:: OBJECTIVE ::
Write out each of the following lines verbatim, omitting the pictures from your answer.

* Start RECORDS TO USE *

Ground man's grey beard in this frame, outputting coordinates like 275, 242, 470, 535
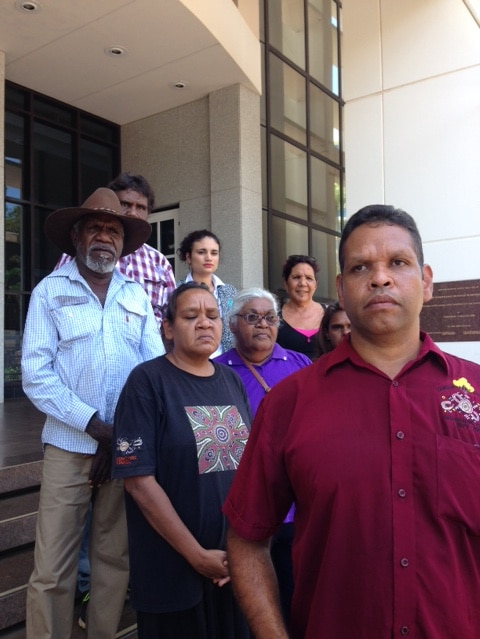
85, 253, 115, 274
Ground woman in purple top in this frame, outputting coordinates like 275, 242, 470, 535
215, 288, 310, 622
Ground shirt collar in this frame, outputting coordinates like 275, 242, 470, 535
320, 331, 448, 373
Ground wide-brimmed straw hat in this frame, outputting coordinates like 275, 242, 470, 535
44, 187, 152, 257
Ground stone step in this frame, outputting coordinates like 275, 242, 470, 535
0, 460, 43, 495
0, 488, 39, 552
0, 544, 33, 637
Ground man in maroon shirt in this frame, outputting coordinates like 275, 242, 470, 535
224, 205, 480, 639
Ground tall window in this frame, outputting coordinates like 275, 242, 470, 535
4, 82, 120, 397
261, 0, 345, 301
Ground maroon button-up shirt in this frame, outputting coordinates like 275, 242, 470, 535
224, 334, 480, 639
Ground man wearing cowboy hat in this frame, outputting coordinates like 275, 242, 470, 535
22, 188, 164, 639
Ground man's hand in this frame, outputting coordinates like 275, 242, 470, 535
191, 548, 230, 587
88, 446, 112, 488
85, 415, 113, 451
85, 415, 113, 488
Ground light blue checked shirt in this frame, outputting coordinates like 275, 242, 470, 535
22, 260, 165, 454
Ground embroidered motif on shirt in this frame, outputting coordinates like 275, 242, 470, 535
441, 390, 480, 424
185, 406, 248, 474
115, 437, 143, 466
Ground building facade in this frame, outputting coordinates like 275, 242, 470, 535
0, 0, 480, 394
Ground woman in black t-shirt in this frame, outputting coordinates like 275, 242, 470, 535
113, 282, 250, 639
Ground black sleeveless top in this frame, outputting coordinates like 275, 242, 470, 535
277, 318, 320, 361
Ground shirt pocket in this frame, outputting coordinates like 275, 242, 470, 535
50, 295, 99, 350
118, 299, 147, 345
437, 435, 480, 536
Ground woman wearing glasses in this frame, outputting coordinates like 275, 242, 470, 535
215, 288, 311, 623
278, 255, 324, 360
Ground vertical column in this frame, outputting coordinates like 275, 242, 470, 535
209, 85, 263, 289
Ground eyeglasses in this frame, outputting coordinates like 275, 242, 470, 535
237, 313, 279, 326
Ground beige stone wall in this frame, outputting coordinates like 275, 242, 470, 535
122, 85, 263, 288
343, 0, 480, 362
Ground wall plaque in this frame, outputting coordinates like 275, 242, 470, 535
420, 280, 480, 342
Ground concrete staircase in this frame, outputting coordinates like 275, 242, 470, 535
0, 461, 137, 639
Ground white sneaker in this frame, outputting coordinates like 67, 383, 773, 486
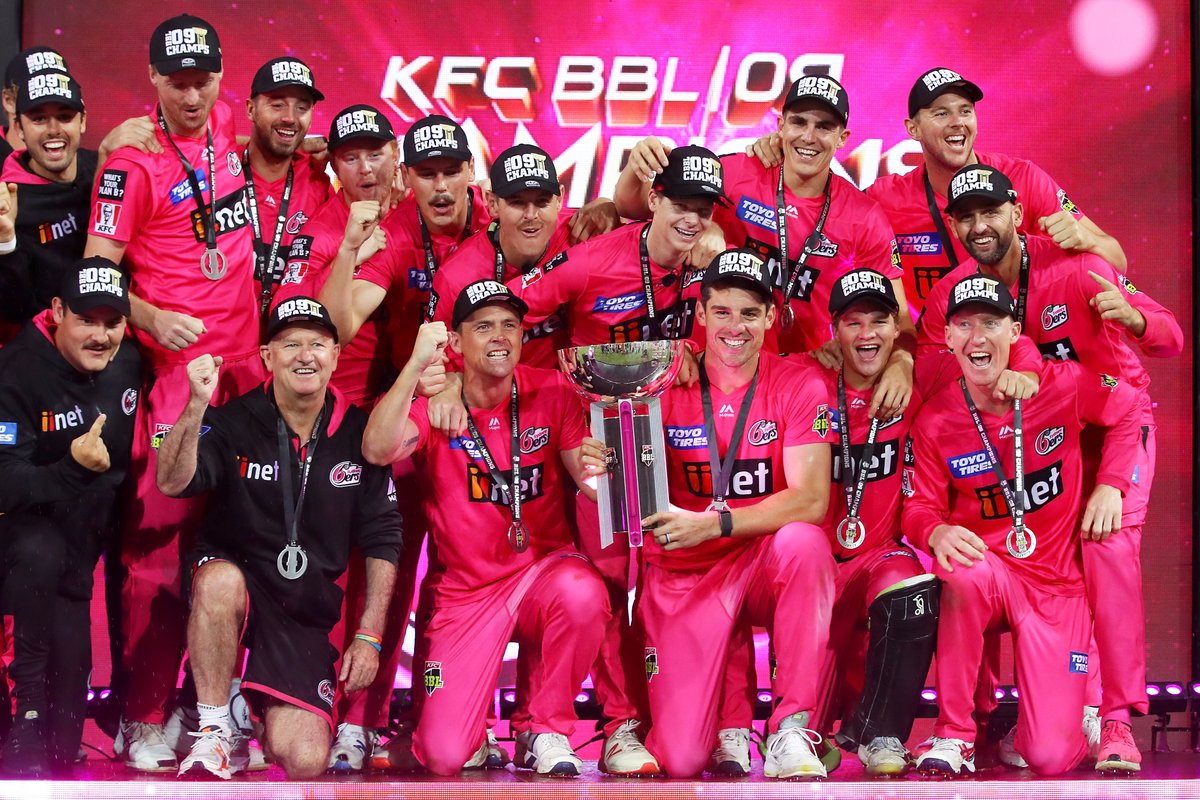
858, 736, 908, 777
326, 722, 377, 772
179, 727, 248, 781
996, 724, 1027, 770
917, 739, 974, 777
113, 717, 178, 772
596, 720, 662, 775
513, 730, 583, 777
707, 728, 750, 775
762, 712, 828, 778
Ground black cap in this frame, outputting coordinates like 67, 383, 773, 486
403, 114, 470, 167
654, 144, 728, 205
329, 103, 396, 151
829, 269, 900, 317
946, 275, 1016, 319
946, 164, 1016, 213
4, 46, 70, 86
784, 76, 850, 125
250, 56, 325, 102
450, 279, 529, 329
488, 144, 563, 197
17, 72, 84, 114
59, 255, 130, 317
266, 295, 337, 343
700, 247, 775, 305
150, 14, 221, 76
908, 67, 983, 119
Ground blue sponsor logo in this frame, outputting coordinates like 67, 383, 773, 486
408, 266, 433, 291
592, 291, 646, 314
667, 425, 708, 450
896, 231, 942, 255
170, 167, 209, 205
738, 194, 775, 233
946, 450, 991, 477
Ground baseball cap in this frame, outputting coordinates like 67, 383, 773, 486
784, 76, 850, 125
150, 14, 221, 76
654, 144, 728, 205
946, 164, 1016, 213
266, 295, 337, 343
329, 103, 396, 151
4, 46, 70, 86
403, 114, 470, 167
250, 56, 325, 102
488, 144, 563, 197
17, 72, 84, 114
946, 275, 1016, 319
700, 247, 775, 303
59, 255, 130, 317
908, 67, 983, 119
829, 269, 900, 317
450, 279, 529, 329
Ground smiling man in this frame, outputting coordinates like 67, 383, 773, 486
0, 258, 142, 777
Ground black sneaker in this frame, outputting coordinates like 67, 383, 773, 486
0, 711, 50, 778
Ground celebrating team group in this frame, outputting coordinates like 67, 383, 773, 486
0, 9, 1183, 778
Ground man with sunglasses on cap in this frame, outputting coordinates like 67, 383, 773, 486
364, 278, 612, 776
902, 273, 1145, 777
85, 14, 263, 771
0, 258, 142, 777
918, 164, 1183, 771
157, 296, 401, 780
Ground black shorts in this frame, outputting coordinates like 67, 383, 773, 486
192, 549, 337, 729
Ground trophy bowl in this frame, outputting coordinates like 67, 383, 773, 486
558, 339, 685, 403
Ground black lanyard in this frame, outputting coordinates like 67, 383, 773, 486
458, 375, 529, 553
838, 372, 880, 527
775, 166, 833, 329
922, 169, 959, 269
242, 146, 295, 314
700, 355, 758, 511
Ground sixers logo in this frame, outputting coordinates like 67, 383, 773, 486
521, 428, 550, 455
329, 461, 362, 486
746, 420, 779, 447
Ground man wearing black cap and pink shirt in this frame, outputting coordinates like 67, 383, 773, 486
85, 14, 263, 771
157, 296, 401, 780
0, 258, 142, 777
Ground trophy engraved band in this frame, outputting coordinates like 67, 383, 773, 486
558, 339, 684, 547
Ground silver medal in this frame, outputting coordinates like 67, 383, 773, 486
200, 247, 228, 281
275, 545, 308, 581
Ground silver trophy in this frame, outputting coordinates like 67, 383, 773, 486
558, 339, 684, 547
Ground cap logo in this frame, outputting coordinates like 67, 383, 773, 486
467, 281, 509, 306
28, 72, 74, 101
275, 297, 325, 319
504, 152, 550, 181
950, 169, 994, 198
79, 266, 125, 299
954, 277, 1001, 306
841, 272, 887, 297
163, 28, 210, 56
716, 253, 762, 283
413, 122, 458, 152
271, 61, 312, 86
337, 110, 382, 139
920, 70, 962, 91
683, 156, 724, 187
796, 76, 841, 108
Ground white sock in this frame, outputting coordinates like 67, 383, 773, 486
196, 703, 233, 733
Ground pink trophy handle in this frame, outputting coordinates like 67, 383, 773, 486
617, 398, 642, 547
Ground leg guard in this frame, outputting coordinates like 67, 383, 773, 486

* End RECORDS TO USE *

:: RESPONSE TO THIS TASK ::
Ground man's grey beard in this frame, outputting coordinates like 275, 242, 470, 535
85, 253, 115, 274
Ground woman in purple top in this frame, outputting coordinates like 275, 242, 470, 535
215, 288, 310, 622
Ground shirt collar in this frame, outputting coordinates like 275, 242, 470, 535
320, 331, 448, 373
Ground wide-brimmed straw hat in this frame, outputting coordinates like 275, 242, 470, 535
44, 187, 152, 257
Ground stone step in this frame, outputting coordinates like 275, 242, 470, 535
0, 460, 43, 495
0, 488, 39, 552
0, 544, 33, 637
Ground man in maroon shirt in this frame, outputting coordinates like 275, 242, 470, 535
224, 205, 480, 639
Ground tall window in this frame, outputting coordinates like 275, 242, 470, 535
4, 82, 120, 397
261, 0, 345, 301
Ground maroon button-up shirt in this frame, outputting coordinates like 275, 242, 470, 535
224, 334, 480, 639
Ground man wearing cowboy hat in this frame, outputting coordinates like 275, 242, 470, 535
22, 188, 164, 639
Ground man's hand in this frame, outputting coordinates like 275, 242, 470, 535
191, 548, 230, 587
88, 446, 112, 488
85, 415, 113, 451
85, 415, 113, 488
Ground light blue checked shirt in this frame, outputting coordinates like 275, 242, 470, 535
22, 260, 165, 454
Ground embroidered motif on shirt in this frame, outputting coordinates like 275, 242, 470, 535
441, 390, 480, 424
185, 406, 248, 474
115, 437, 143, 466
Ground building facade in this frame, outputting coordinates like 275, 242, 470, 535
0, 0, 480, 394
Ground woman in black t-shirt in this frame, outputting coordinates like 275, 242, 470, 535
113, 282, 250, 639
Ground black sleeveless top in this frame, outputting coordinates like 275, 242, 470, 535
277, 318, 320, 361
Ground shirt pocket in this frame, outputting coordinates like 275, 242, 470, 535
50, 295, 99, 350
118, 299, 147, 345
437, 435, 480, 536
Ground woman wearing glasses in this frame, outputting coordinates like 275, 242, 470, 535
215, 288, 311, 623
278, 255, 324, 360
Ground vertical column in this frame, outputting coordinates like 275, 242, 470, 535
209, 85, 263, 289
Ground eyeglasses in this frame, outputting coordinates like 275, 242, 470, 535
237, 313, 279, 326
Ground beige stone wall in this frame, outputting coordinates like 275, 242, 470, 535
122, 85, 263, 288
343, 0, 480, 362
Ground wall plaque in this frame, outputting coordinates like 275, 242, 470, 535
420, 280, 480, 342
Ground concrete staircase in this frame, outputting coordinates like 275, 242, 470, 535
0, 461, 137, 639
Ground white sneaker in this frame, outputting coordinates like 67, 383, 773, 486
858, 736, 908, 777
326, 722, 377, 772
179, 727, 248, 781
996, 724, 1027, 770
917, 739, 974, 777
113, 717, 178, 772
596, 720, 662, 775
513, 730, 583, 777
707, 728, 750, 775
762, 712, 828, 778
Ground black cap in this frame, outputting coordinates like 67, 383, 773, 486
403, 114, 470, 167
654, 144, 728, 205
329, 103, 396, 151
829, 269, 900, 317
946, 275, 1016, 319
946, 164, 1016, 213
4, 46, 70, 86
784, 76, 850, 125
250, 56, 325, 102
450, 279, 529, 329
488, 144, 563, 197
17, 72, 84, 114
59, 255, 130, 317
266, 295, 337, 343
700, 247, 775, 305
150, 14, 221, 76
908, 67, 983, 119
Ground blue sponsor logo in this frame, outputting coordinates like 67, 383, 773, 486
408, 266, 433, 291
592, 291, 646, 314
667, 425, 708, 450
896, 231, 942, 255
170, 167, 209, 205
738, 194, 775, 233
946, 450, 991, 477
Ground baseball cap in this frame, outputting coordinates like 67, 383, 773, 486
784, 76, 850, 125
150, 14, 221, 76
654, 144, 728, 205
946, 164, 1016, 213
266, 295, 337, 343
329, 103, 396, 151
4, 46, 70, 86
403, 114, 470, 167
250, 56, 325, 102
488, 144, 563, 197
17, 72, 84, 114
946, 275, 1016, 319
700, 247, 775, 303
59, 255, 130, 317
908, 67, 983, 119
829, 269, 900, 317
450, 279, 529, 329
Ground smiling man in this frame, outputting coordinates like 67, 383, 773, 486
0, 258, 142, 777
Ground black sneaker in this frame, outputting coordinates like 67, 383, 773, 486
0, 711, 50, 778
Ground celebrating team group in this frame, outputting coordinates like 67, 383, 773, 486
0, 9, 1183, 778
Ground man with sunglasses on cap in this frame, outputting coordinates like 67, 383, 773, 486
364, 278, 612, 776
902, 273, 1145, 777
85, 14, 263, 771
0, 258, 142, 777
918, 164, 1183, 771
157, 296, 401, 780
Ground black shorts in this frame, outputting coordinates like 67, 383, 773, 486
192, 549, 337, 729
Ground trophy bowl in this frame, outputting coordinates like 67, 383, 773, 486
558, 339, 685, 403
Ground black lanyard in this frame, outputting coordinates like 67, 383, 773, 486
458, 375, 529, 553
838, 372, 880, 527
775, 166, 833, 329
922, 169, 959, 269
242, 146, 295, 314
700, 355, 758, 511
Ground sixers logo in this frame, outputting coordinates like 67, 383, 773, 486
521, 428, 550, 455
329, 461, 362, 486
746, 420, 779, 447
Ground man wearing black cap and pink shirt in this frame, outputting coordinates like 67, 383, 773, 486
85, 14, 263, 771
157, 296, 401, 780
0, 258, 142, 777
Ground trophy engraved band in this frame, outputting coordinates like 67, 383, 773, 486
558, 339, 684, 547
Ground silver medal in this frame, outputting coordinates like 67, 383, 773, 486
200, 247, 228, 281
275, 545, 308, 581
Ground silver trophy in this frame, outputting coordinates like 67, 383, 773, 486
558, 339, 684, 547
Ground cap logo in this frame, outputting coordinates like 67, 383, 773, 486
467, 281, 509, 306
28, 72, 74, 101
275, 297, 325, 319
504, 152, 550, 181
950, 169, 994, 198
79, 266, 125, 299
954, 277, 1001, 306
841, 272, 887, 297
163, 28, 210, 56
716, 253, 762, 283
413, 122, 458, 152
271, 61, 312, 86
337, 110, 382, 139
920, 70, 962, 91
683, 156, 724, 187
796, 76, 841, 108
Ground white sock in this frame, outputting coordinates like 67, 383, 773, 486
196, 703, 233, 733
Ground pink trophy handle in this frame, outputting coordinates like 67, 383, 773, 486
617, 398, 642, 547
Ground leg guard in this frame, outputting coordinates like 67, 383, 773, 486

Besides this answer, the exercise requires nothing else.